**What you need to do**: Give again, word for word, the part of the Dongducheon Rock Festival text that opens with the words containing "Dongducheon Rock Festival" and closes with "in South Korea.".
BEGIN Text passage
Dongducheon Rock Festival is an annual rock festival, which has been held in late summer since 1999 in Dongducheon, South Korea. The motto of the festival includes hopes and wishes for peaceful reunion of South and North Korea. It is considered one of major music festivals in South Korea.

Line-ups
1999
The line-up included Cul-de-sac, Dr.Core 911, Rust Eye, Black Syndrome, Harlequin, Blackhole, Do Won Kyoung, Sinchon Blues, Love And Peace, Boohwal, Sinawe and Yoon Do Hyun

2000
The festival was not held

2001
The line-up included Megadeth, BUCK-TICK, Cul-de-sac, Shin Joong Hyun, Yoon Do Hyun, Do Won Kyoung, Kim Kyung Ho, Lee Eun Mi, Crash, Crying Nut, Sinawe, Blackhole, Gigs, Black Syndrome, 3rd Line Butterfly, Rainysun, Bulldog Mansion, Diablo, No Brain, Pia, Jeremy, Frida Kahlo and Lazybone

2002
The line-up included Peterpan Complex, Siberian Husky, Naked, Samcheong, Jihad, Johnny Royal, Sister's Barbershop, Vassline, Blackhole, No Brain, Grand Slam, Lazybone, Gaia, Lorelei, Jeremy, Black Syndrome, Do Won Kyoung, Crying Nut and Jun In Kwon

2003
The line-up included DOA, Black Hole, Do Won Kyoung, Cinnamon, Crash, Jeremy, Black Syndrome, Lolita No.18, Sister's Barbershop, No Brain, Transfixion, Sinawe, Schizo, Gaia, Hammer and Niflheim

2004
The line-up included Oh! Brothers, The Metal Asia, Jeremy, Black Hole, Oathean, Wiretrap In My Ear, No Brain, Black Syndrome, Do Won Kyoung and N.EX.T.
END Text passage
BEGIN Source material
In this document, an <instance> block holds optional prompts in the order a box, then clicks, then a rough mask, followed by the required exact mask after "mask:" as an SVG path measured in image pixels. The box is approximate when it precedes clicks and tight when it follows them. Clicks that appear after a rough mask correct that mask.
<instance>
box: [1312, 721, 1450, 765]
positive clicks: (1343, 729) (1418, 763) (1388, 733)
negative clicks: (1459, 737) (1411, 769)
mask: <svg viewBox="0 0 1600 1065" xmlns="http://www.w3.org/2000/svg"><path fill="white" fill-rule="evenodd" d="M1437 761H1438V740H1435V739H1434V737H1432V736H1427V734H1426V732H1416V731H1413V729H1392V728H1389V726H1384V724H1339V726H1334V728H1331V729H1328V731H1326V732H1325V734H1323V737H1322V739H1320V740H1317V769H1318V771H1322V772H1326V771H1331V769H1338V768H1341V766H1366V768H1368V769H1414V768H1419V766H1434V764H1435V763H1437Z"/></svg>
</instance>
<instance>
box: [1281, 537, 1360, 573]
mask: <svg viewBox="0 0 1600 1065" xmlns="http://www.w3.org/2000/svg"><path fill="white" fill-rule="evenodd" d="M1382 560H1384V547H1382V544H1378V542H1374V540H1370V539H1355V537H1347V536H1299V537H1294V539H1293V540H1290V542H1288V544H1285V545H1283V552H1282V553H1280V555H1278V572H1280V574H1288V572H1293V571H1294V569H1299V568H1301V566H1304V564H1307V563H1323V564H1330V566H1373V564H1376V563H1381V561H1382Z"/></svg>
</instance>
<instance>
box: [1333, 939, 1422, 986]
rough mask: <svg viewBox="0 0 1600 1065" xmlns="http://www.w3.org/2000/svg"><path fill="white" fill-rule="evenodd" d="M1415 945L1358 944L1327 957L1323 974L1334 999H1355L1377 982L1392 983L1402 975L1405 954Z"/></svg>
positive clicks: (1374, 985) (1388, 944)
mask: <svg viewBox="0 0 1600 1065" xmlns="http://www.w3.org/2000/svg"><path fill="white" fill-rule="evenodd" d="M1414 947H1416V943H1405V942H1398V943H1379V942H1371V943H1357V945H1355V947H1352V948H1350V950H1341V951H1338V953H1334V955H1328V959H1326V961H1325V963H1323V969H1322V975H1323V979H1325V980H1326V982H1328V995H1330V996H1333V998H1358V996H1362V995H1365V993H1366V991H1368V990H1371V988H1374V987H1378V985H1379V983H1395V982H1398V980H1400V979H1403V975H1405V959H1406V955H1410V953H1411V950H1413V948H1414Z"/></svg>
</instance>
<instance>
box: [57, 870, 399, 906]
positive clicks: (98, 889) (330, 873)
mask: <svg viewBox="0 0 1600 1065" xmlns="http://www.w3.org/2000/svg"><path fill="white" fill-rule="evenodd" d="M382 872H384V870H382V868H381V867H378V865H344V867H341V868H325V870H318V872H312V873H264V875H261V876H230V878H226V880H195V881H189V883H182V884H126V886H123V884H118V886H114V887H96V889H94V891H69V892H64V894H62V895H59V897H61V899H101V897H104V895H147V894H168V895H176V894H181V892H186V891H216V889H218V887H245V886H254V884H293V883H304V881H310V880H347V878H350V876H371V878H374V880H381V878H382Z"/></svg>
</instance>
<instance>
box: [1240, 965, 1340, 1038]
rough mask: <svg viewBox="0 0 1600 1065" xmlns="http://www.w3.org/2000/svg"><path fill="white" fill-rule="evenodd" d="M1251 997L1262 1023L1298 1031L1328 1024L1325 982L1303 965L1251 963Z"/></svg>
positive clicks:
END Source material
**Exercise solution**:
Dongducheon Rock Festival is an annual rock festival, which has been held in late summer since 1999 in Dongducheon, South Korea. The motto of the festival includes hopes and wishes for peaceful reunion of South and North Korea. It is considered one of major music festivals in South Korea.